By Zach Hagadone
Sagle resident Scott Herndon, who mounted an unsuccessful bid for Idaho Senate in 2018 and has since been in the forefront of a number of local hot-button issues from abortion to gun rights, is again in the regional news after filing a lawsuit challenging the constitutionality of statewide COVID-19 restrictions on public gatherings.
The federal suit, leveled earlier this month at Gov. Brad Little and Idaho Department of Health and Welfare Director Dave Jeppesen, argues that the now-expired “stay-at-home” order violated constitutional rights to assemble for church services. The so-called “stay healthy” order that replaced the governor’s shelter-in-place directive allows gatherings in churches, but still mandates that congregants adhere to social distancing guidelines.
According to reports in statewide media, Herndon is joined by two other North Idahoans in the suit, including Revs. Josh Jones of Laclede and Michael Gulotta of Grangeville, who argue that despite the expiration of the shelter-in-place order, Little could still reimpose restrictions should cases of COVID-19 increase beyond certain thresholds in the four-phase “Idaho Rebounds” reopening plan.

DATA EXCERPT —
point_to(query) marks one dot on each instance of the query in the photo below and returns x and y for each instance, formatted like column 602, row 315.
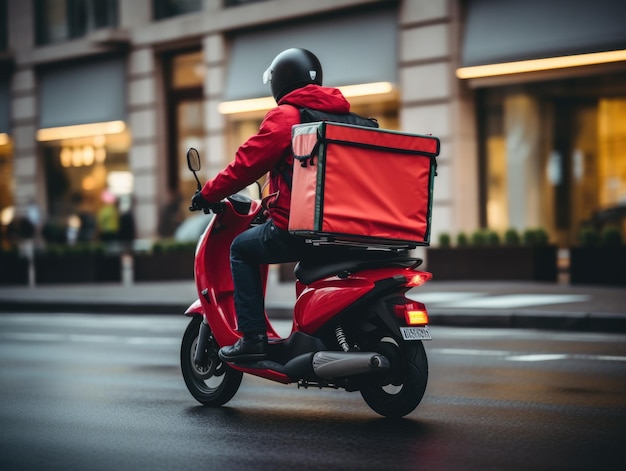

TASK REQUIREMENTS —
A. Answer these questions from the article on Scott Herndon's lawsuit:
(i) In what year did Herndon run unsuccessfully for Idaho Senate?
(ii) Which two officials does the federal suit target?
(iii) What towns are Revs. Josh Jones and Michael Gulotta from?
B. Carry on the news article about Scott Herndon's lawsuit over Idaho's COVID-19 gathering restrictions from the point where it ends.

ANSWERS BY ITEM NUMBER —
A.
(i) 2018
(ii) Gov. Brad Little and Idaho Department of Health and Welfare Director Dave Jeppesen
(iii) Josh Jones is from Laclede, and Michael Gulotta is from Grangeville.

B.
The Moscow Daily News reported May 9 that Rev. Jonathon Krenz, of Augustana Lutheran Church in Moscow, expressed similar concerns about the constitutionality of the stay-at-home order to the local chief of police, and those correspondences — though Krenz is not a plaintiff — have been included in the complaint.
As the Associated Press in Boise reported, similar challenges to the constitutionality of gubernatorial mandates limiting gatherings, including church services, have gone down to defeat in courts around the country in recent weeks. However, according to the Milwaukee Journal Sentinel, on May 13 the Wisconsin Supreme Court ruled against that state governor’s stay-at-home order, opening the way for all “bars, restaurants and concert halls” to reopen without restriction — “unless local officials implement their own restrictions.” The implication, as the paper pointed out, would be “a patchwork of policies, with rules varying significantly from one county to the next.”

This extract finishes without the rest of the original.